* **What is being asked**
Return every record below exactly; leave out the images.

** Opening Information provided block **

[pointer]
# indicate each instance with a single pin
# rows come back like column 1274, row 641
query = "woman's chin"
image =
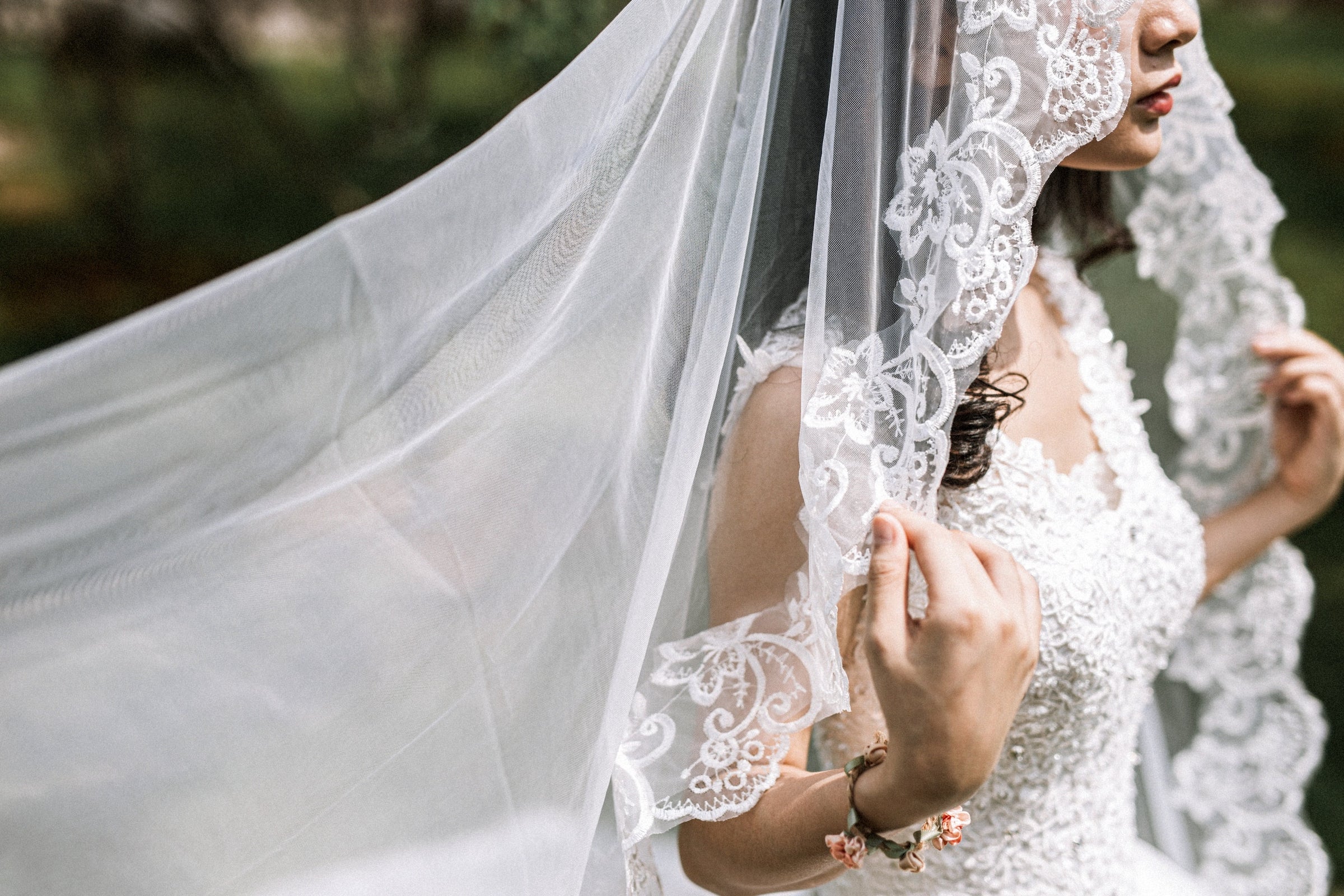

** Closing Information provided block **

* **Written solution**
[pointer]
# indicate each instance with a single pin
# rows come back like column 1274, row 641
query = "woman's chin"
image =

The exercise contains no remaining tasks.